**Tasks and exercises**
1) Decide whether each statement agrees with the Beloit College Mindset List article: (a) the list is compiled each year by two officials at the college; (b) Nief and McBride have assembled the list for 20 years; (c) the incoming freshmen were born mostly in 1992. For each, answer yes or no and quote the deciding words of the article.
2) Retype the part of the Beloit College Mindset List article that opens with the words containing "The list is" and closes with "on cultural shifts.".

**Supplied passage**
Wear a wristwatch? Use e-mail? Not for Class of '14
Annual list of 75 items that shape incoming freshmen's cultural references released

MILWAUKEE For students entering college this fall, e-mail is too slow, phones have never had cords and the computers they played with as kids are now in museums.

The Class of 2014 thinks of Clint Eastwood more as a sensitive director than as Dirty Harry urging punks to "go ahead, make my day." Few incoming freshmen know how to write in cursive or have ever worn a wristwatch.

These are among the 75 items on this year's Beloit College Mindset List. The compilation, released Tuesday, is assembled each year by two officials at this private school of about 1,400 students in Beloit, Wis.

The list is meant to remind teachers that cultural references familiar to them might draw blank stares from college freshmen born mostly in 1992.

Of course, it can also have the unintended consequence of making people feel old.

Remember when Dr. Jack Kevorkian, Dan Quayle or Rodney King were in the news? These kids don't.

Ever worry about a Russian missile strike on the United States? During these students' lives, Russians and Americans have always been living together in outer space.

Help crafting lesson plans
Being aware of the generation gap helps professors craft lesson plans that are more meaningful, said Ron Nief, a former public affairs director at Beloit College and one of the list's creators.

Nief and English professor Tom McBride have assembled the Mindset List for 13 years. They say it's given them an unusual perspective on cultural shifts.

For example, as item No. 13 on the list says, "Parents and teachers feared that Beavis and Butt-head might be the voice of a lost generation."

With far edgier content available today, such as "South Park" or online videos that push the envelope, there's something quaint about recalling the hand-wringing that the MTV cartoon prompted, Nief said.

"I think we do that with every generation we look back and say, what were we getting so upset about?" he said. "A, kids outgrow it and B, in retrospect we realize it really wasn't that bad."

Another Mindset List item reflects a possible shift in Hollywood attitudes. Item No. 12 notes: "Clint Eastwood is better known as a sensitive director than as Dirty Harry."

**Data excerpts**
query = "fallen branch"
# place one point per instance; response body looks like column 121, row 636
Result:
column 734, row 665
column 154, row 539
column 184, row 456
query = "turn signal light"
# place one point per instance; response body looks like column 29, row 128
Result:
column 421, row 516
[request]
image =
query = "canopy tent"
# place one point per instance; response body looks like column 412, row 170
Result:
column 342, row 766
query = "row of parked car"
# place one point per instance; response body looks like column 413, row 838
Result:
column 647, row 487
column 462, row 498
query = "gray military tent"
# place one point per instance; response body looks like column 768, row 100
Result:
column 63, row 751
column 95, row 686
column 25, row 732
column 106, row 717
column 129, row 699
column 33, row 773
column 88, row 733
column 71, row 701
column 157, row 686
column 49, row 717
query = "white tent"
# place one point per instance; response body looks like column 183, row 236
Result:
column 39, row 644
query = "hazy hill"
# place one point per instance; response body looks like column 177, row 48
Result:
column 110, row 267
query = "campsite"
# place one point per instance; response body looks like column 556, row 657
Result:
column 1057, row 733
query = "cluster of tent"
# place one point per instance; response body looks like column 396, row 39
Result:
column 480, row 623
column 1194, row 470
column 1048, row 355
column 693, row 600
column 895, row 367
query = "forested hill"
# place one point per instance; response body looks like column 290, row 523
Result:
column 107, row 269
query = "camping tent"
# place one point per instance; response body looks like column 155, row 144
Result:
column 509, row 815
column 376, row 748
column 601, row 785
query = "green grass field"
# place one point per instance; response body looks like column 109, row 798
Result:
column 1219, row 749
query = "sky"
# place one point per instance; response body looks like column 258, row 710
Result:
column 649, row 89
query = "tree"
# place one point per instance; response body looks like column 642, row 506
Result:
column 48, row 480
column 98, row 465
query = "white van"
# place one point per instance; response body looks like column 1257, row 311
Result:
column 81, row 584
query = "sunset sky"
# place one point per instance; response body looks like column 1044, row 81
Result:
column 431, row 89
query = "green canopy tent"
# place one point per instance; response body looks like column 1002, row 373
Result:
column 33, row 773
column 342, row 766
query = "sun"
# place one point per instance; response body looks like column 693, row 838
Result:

**Task solutions**
1)
(a) Yes: "is assembled each year by two officials at this private school of about 1,400 students in Beloit, Wis."
(b) No: "Nief and English professor Tom McBride have assembled the Mindset List for 13 years."
(c) Yes: "college freshmen born mostly in 1992"

2)
The list is meant to remind teachers that cultural references familiar to them might draw blank stares from college freshmen born mostly in 1992.

Of course, it can also have the unintended consequence of making people feel old.

Remember when Dr. Jack Kevorkian, Dan Quayle or Rodney King were in the news? These kids don't.

Ever worry about a Russian missile strike on the United States? During these students' lives, Russians and Americans have always been living together in outer space.

Help crafting lesson plans
Being aware of the generation gap helps professors craft lesson plans that are more meaningful, said Ron Nief, a former public affairs director at Beloit College and one of the list's creators.

Nief and English professor Tom McBride have assembled the Mindset List for 13 years. They say it's given them an unusual perspective on cultural shifts.